> Material to process:
-*-

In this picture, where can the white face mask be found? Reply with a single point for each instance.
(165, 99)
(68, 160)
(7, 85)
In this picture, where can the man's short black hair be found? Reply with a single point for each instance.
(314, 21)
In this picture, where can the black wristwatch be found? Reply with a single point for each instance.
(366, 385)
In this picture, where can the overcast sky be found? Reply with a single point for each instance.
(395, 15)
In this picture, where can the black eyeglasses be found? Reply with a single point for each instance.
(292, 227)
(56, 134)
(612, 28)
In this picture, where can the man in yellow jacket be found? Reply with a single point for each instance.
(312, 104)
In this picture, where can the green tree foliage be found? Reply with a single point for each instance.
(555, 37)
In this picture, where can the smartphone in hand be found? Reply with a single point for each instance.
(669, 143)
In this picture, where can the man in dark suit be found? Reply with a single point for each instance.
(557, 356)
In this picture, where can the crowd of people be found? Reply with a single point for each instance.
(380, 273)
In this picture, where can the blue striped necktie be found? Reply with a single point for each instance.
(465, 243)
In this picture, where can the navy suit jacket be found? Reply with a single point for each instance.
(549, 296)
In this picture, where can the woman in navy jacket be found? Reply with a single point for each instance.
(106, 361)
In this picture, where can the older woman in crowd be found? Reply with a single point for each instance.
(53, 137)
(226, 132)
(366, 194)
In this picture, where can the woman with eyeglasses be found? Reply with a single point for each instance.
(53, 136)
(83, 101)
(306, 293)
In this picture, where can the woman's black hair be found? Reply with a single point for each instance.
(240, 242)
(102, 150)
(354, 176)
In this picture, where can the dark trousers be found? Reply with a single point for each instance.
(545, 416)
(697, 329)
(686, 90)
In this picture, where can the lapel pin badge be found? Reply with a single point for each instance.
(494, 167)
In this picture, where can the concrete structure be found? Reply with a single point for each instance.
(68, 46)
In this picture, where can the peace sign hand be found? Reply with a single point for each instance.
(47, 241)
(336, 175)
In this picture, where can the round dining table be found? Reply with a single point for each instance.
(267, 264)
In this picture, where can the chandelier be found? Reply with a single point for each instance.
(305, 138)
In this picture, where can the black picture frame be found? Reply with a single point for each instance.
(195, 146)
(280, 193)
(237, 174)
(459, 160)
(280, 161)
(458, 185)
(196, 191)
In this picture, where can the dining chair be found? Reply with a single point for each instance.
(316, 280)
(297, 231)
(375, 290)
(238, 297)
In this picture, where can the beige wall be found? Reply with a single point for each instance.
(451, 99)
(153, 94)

-*-

> Prompt:
Reproduce every row above word for word, with nothing changed.

> Exercise output:
In this picture, where can the white face mask be found? Reply with a single point for each instance.
(165, 99)
(68, 160)
(7, 85)
In this picture, where can the man's short black hair be found? Reply with a single point for each instance.
(314, 21)
In this picture, where can the black wristwatch be found? Reply with a single point for each instance.
(366, 385)
In this picture, where can the overcast sky be found? Reply with a single point for each instance.
(395, 15)
In this picture, where can the black eyeglasses be found? Reply with a single point for each instance.
(292, 227)
(56, 134)
(612, 28)
In this picture, where can the man in yellow jacket be found? Reply with a single point for each instance.
(312, 104)
In this picture, where can the green tree foliage be found? Reply with a single point for each instance.
(555, 37)
In this picture, where can the smartphone in hand be found? Reply with a single point for each instance.
(669, 143)
In this picture, where can the man in dark suit be found? Reply with a single point for each instance.
(557, 356)
In this picture, where can the crowd of people be found? Reply with a single point for each instance.
(380, 273)
In this picture, where can the blue striped necktie be found? Reply with a single point for each instance.
(465, 243)
In this picture, where can the navy suit jacket be found? Reply with a single point for each instance.
(549, 296)
In this picture, where can the woman in navy jacket be found? Reply with a single point for each instance.
(106, 361)
In this picture, where can the older woman in crowd be found? Reply with a single point for each instance.
(53, 137)
(226, 132)
(366, 194)
In this picture, where can the woman with eyeglasses be found? Reply with a single point for each instance.
(53, 136)
(83, 101)
(306, 293)
In this picture, where can the woman's black hair be found? Reply with a single point for each instance.
(240, 242)
(102, 150)
(354, 176)
In this picture, where can the dark trousers be found? Reply with a single point for each instance.
(545, 416)
(697, 329)
(686, 90)
In this picture, where can the lapel pin badge be found? Reply with a single point for each instance.
(494, 167)
In this picture, where can the concrete structure be found? Reply with a single point for each instance.
(68, 46)
In this picture, where can the peace sign hand be found? Reply with a single point for each instance.
(47, 241)
(336, 175)
In this picture, where can the round dining table be found? Reply with a single point for each instance.
(267, 264)
In this picture, where can the chandelier be found? Reply with a single point for each instance.
(305, 138)
In this picture, where can the black picture frame be found? Reply with a single point for each instance.
(195, 146)
(280, 193)
(237, 174)
(459, 160)
(280, 161)
(458, 185)
(196, 191)
In this picture, where can the dining chair be found? Reply with a single point for each instance.
(316, 280)
(297, 231)
(375, 290)
(238, 297)
In this picture, where can the beige wall be found? Reply with a single point for each instance.
(451, 99)
(153, 94)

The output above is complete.